To do:
Lay out everything from the line containing "Would you be able to tag the black" down to the line containing "Query: black sock" as a Markdown table. Use the columns Row and Text, give each line a number, and omit blank lines.

The data:
= = = = =
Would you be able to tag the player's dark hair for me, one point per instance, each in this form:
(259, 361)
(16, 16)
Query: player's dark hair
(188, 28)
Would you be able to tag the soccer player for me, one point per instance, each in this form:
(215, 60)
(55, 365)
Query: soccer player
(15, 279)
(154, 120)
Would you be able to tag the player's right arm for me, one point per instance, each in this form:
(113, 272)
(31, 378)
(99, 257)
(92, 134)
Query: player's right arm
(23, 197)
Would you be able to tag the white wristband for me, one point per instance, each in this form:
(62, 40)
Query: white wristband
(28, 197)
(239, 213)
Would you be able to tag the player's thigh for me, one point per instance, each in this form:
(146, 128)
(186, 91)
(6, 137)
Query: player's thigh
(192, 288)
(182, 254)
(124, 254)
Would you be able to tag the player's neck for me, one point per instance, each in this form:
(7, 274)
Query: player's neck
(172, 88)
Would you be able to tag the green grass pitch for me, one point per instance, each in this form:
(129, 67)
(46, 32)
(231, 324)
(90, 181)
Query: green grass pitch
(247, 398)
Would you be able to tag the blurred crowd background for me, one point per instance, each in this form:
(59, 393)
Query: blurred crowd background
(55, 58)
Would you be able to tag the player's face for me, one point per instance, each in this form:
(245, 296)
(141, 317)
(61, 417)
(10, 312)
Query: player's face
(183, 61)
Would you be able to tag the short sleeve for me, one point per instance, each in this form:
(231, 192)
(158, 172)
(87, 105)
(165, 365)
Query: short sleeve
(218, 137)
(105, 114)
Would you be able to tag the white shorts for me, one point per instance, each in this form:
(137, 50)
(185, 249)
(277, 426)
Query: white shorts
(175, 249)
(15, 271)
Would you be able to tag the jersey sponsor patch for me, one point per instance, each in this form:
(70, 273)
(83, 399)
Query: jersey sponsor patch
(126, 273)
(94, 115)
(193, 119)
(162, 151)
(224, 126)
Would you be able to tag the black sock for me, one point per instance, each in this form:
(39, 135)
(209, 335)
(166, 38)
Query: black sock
= = = = =
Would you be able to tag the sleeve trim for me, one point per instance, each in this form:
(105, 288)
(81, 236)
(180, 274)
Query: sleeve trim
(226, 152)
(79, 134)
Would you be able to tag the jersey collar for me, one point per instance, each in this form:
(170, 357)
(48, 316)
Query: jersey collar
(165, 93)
= = = = =
Response to this exercise:
| Row | Text |
|---|---|
| 1 | Would you be able to tag the black sock for me, one point per instance, each in this form: |
| 2 | (39, 135) |
| 3 | (209, 335) |
| 4 | (166, 38) |
| 5 | Query: black sock |